* _Your task_
Shift every point coordinate in the answers by -20, and write out each line of the listing from its start up to and including the line with "<point>190,306</point>", requests included. Leave the numbers in the requests and their sample formats unchanged.

* _Given information_
== == ==
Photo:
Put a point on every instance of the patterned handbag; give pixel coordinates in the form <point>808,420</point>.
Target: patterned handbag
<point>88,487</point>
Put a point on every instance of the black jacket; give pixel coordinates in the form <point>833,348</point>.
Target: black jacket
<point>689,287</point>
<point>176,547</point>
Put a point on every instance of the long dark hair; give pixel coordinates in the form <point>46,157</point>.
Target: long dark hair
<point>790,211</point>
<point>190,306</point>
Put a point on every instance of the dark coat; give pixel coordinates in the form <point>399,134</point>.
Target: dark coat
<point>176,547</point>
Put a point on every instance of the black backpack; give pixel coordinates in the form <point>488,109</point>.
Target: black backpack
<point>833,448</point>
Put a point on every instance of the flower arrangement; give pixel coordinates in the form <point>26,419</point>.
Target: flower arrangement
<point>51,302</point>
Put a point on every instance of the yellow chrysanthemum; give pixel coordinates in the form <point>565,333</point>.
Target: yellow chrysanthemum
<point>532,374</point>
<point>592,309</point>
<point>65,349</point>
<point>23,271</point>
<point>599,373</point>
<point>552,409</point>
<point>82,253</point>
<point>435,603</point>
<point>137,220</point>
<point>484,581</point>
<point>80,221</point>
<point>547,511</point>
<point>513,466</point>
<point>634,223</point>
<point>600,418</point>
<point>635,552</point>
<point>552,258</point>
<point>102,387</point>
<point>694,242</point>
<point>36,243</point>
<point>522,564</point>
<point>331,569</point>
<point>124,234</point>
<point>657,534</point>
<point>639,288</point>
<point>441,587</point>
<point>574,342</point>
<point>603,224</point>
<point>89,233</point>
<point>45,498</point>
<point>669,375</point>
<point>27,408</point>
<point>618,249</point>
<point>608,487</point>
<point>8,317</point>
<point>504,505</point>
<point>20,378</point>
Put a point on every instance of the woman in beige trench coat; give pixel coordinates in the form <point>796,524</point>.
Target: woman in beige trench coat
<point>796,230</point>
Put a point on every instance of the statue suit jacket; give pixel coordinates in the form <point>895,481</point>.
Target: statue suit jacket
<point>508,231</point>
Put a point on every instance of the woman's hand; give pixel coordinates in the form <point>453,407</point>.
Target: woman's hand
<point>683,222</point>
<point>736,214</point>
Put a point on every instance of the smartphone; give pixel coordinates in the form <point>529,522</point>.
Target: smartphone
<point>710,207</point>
== == ==
* _Written solution_
Photo:
Put a point on every instance of the patterned handbag; give pixel coordinates in the form <point>808,420</point>.
Target: patterned handbag
<point>68,467</point>
Put a point on every instance of the black jacket; give pixel coordinates in the form <point>833,348</point>.
Target: black jacket
<point>669,267</point>
<point>156,527</point>
Put a point on every instance of the long dark hair; give pixel coordinates in the form <point>46,157</point>.
Target: long dark hair
<point>770,191</point>
<point>170,286</point>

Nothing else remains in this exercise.